List each line in the items below that contains the word "dark".

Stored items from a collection

····················

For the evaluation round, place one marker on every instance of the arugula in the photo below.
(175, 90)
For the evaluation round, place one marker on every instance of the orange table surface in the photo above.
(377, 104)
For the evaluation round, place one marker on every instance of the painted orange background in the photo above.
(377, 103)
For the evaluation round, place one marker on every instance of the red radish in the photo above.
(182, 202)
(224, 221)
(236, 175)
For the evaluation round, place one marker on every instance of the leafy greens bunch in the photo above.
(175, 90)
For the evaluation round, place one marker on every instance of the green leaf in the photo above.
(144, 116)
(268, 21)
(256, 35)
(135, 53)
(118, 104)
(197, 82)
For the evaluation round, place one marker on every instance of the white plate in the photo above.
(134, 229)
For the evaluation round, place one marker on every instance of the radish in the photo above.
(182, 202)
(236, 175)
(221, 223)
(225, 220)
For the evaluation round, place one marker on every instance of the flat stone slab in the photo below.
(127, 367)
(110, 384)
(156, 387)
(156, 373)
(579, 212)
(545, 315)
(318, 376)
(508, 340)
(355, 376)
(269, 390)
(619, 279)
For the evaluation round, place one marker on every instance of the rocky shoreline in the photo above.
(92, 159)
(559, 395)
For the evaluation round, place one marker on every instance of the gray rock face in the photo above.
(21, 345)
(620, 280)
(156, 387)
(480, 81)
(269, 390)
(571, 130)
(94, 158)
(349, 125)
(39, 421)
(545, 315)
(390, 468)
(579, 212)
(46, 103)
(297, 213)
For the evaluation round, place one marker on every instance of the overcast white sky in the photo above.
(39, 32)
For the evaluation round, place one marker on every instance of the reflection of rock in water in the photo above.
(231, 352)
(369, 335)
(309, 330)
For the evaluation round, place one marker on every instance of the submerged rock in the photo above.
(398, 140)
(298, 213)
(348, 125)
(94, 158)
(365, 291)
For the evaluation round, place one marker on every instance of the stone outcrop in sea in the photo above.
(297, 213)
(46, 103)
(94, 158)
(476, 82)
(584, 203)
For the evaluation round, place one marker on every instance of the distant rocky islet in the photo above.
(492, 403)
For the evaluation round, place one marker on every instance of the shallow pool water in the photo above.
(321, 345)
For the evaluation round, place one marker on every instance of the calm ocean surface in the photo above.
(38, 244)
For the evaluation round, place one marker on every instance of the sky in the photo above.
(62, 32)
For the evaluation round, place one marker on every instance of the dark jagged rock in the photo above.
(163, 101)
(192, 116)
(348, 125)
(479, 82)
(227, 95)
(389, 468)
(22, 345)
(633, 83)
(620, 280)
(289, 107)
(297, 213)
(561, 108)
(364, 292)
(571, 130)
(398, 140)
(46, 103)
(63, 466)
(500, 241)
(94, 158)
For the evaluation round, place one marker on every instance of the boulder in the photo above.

····················

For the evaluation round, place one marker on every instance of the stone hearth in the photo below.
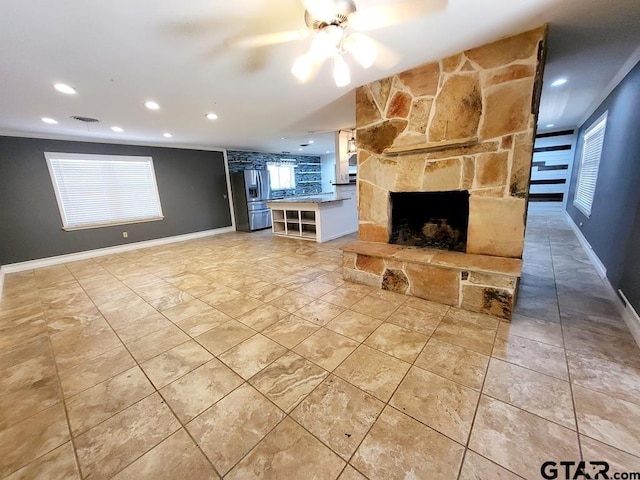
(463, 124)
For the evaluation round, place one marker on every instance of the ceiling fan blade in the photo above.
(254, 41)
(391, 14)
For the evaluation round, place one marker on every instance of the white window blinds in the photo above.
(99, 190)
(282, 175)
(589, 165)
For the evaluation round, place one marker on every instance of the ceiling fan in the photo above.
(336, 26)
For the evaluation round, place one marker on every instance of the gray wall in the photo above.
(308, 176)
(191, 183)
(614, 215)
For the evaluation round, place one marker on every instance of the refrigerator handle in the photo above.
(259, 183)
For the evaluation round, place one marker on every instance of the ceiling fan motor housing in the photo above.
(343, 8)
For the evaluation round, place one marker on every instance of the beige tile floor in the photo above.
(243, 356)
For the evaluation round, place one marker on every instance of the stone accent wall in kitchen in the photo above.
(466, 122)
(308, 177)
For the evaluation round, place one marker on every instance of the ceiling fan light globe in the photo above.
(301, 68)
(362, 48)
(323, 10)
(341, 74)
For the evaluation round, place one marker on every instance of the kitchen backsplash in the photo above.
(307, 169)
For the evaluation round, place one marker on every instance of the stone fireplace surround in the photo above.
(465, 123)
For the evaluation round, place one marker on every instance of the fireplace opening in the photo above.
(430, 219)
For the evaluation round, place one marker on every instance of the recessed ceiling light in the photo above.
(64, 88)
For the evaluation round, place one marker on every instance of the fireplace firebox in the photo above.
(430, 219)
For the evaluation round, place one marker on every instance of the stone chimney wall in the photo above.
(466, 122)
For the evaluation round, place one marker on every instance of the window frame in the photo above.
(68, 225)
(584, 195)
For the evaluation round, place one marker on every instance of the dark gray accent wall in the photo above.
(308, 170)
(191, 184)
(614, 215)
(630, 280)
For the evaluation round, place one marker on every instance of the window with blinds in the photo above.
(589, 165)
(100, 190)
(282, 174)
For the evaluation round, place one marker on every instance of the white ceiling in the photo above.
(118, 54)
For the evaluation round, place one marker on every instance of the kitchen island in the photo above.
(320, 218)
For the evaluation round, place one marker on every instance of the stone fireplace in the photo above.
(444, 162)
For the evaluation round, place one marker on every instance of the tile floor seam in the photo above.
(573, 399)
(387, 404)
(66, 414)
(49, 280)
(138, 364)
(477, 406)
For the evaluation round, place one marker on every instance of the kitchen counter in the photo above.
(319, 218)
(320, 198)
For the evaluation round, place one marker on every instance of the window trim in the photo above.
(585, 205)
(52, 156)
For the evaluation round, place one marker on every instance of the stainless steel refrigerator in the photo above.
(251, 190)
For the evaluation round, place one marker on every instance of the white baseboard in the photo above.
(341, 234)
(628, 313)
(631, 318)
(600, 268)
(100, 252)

····················

### FINAL RESULT
For the evaluation round, place one marker on every instance of the dark jagged rock in the photo above.
For the evaluation round, place one marker on every instance of the dark gray accent wall in the photo above.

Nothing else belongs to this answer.